▸ **What you have to do**:
Reproduce the full article on using ERP data to track down production losses, word for word.

▸ **Page extract**:

================================

Use ERP data to reveal where time, capacity and margin leak away
Every manufacturer has a list of nagging production losses that never quite go away. Machines that always seem to be down at the wrong time. Changeovers that run long when you can least afford it. Jobs that sit waiting for material even though the stockroom looks full. In many plants,
ERP already holds the clues to these problems, and the greatest manufacturers takes the data that sits in separate modules and act on it. The first step is to admit that tribal knowledge and spreadsheets will not keep up with today’s mix, speeds and customer promises.
Use your ERP as the backbone for understanding where time, capacity and margin actually go. Start by defining a simple set of loss buckets that matter for your shop. Common choices are unplanned downtime, planned downtime, speed loss, changeover, rework, scrap and waiting on material. Map each bucket to where it should be recorded in ERP so you close the gaps. If operators cannot easily log a minor stop or a scrap reason with a quick scan, fix that before you chase fancy analytics.
Next, validate the basics. Compare ERP job history to what people remember from the last ugly week on the floor. Did the system show the same bottleneck, the same late jobs, the same hot orders jumping the line? If not, tighten up clock-in rules, routing standards and how supervisors adjust the schedule. You want a clear cause and effect between what happens and what ERP shows.
To see how a structured approach to data and process can raise efficiency, look at NIST's Data Analytics for Smart Manufacturing. It outlines how turning raw shop data into actionable insight lets manufacturers respond faster and improve flow. Use it as a reminder that the goal is more numbers; the goal is better decisions that reduce loss and delight customers.

================================

(Named region outline records)

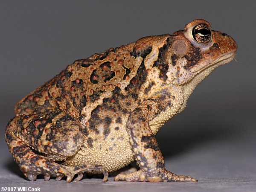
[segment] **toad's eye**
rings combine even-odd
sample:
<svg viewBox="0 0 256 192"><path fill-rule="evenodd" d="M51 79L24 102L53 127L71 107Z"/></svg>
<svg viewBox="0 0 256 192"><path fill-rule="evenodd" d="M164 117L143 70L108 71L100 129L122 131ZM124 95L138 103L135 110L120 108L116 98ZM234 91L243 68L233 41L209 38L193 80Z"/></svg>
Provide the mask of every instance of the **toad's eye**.
<svg viewBox="0 0 256 192"><path fill-rule="evenodd" d="M196 25L192 31L193 38L198 43L205 44L212 38L212 32L208 25L199 24Z"/></svg>

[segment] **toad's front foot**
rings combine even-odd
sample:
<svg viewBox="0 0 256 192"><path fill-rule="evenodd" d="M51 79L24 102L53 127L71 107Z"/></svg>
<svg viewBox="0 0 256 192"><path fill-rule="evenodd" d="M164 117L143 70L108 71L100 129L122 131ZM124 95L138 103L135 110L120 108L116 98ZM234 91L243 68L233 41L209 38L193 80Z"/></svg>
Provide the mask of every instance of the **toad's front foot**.
<svg viewBox="0 0 256 192"><path fill-rule="evenodd" d="M148 173L141 170L128 175L119 174L115 177L114 180L117 181L119 180L126 181L149 181L151 183L198 181L197 179L190 176L177 175L165 169L160 172L158 175Z"/></svg>
<svg viewBox="0 0 256 192"><path fill-rule="evenodd" d="M70 183L76 174L77 174L78 176L74 180L74 182L78 181L82 179L83 172L96 171L100 172L104 175L103 182L105 182L108 180L108 174L106 169L101 165L86 165L81 166L68 166L59 165L58 166L60 169L58 172L57 169L55 169L55 173L47 171L46 172L35 172L33 171L29 170L27 172L25 172L24 175L29 180L32 181L36 180L37 175L44 175L44 180L49 180L50 179L51 175L55 175L57 176L56 180L60 180L64 176L65 176L67 177L67 182ZM23 169L21 169L24 172ZM28 170L29 169L28 169L27 170Z"/></svg>

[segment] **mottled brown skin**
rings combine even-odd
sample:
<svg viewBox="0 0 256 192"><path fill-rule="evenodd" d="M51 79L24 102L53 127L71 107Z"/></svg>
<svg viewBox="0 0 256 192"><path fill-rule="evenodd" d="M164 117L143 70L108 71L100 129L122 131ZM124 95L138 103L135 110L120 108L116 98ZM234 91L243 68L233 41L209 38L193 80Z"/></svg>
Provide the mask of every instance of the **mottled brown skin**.
<svg viewBox="0 0 256 192"><path fill-rule="evenodd" d="M200 23L206 28L193 32ZM78 174L78 181L89 172L103 173L106 181L108 172L136 160L139 171L114 180L196 181L165 169L155 135L237 48L231 37L198 20L172 35L76 61L17 104L6 131L10 151L30 180L55 175L70 182Z"/></svg>

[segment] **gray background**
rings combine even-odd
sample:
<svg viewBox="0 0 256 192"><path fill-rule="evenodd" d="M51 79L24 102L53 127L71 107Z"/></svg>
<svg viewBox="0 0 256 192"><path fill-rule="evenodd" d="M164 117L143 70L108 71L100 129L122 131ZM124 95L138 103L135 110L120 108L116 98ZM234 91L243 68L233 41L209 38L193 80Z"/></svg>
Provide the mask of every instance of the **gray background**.
<svg viewBox="0 0 256 192"><path fill-rule="evenodd" d="M0 186L41 191L256 191L255 1L0 1ZM29 182L4 130L15 103L79 58L204 18L236 41L236 59L196 89L157 136L166 168L190 183ZM17 190L17 189L16 189ZM28 190L28 189L27 189Z"/></svg>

================================

▸ **Solution to this task**:
Use ERP data to reveal where time, capacity and margin leak away
Every manufacturer has a list of nagging production losses that never quite go away. Machines that always seem to be down at the wrong time. Changeovers that run long when you can least afford it. Jobs that sit waiting for material even though the stockroom looks full. In many plants,
ERP already holds the clues to these problems, and the greatest manufacturers takes the data that sits in separate modules and act on it. The first step is to admit that tribal knowledge and spreadsheets will not keep up with today’s mix, speeds and customer promises.
Use your ERP as the backbone for understanding where time, capacity and margin actually go. Start by defining a simple set of loss buckets that matter for your shop. Common choices are unplanned downtime, planned downtime, speed loss, changeover, rework, scrap and waiting on material. Map each bucket to where it should be recorded in ERP so you close the gaps. If operators cannot easily log a minor stop or a scrap reason with a quick scan, fix that before you chase fancy analytics.
Next, validate the basics. Compare ERP job history to what people remember from the last ugly week on the floor. Did the system show the same bottleneck, the same late jobs, the same hot orders jumping the line? If not, tighten up clock-in rules, routing standards and how supervisors adjust the schedule. You want a clear cause and effect between what happens and what ERP shows.
To see how a structured approach to data and process can raise efficiency, look at NIST's Data Analytics for Smart Manufacturing. It outlines how turning raw shop data into actionable insight lets manufacturers respond faster and improve flow. Use it as a reminder that the goal is more numbers; the goal is better decisions that reduce loss and delight customers.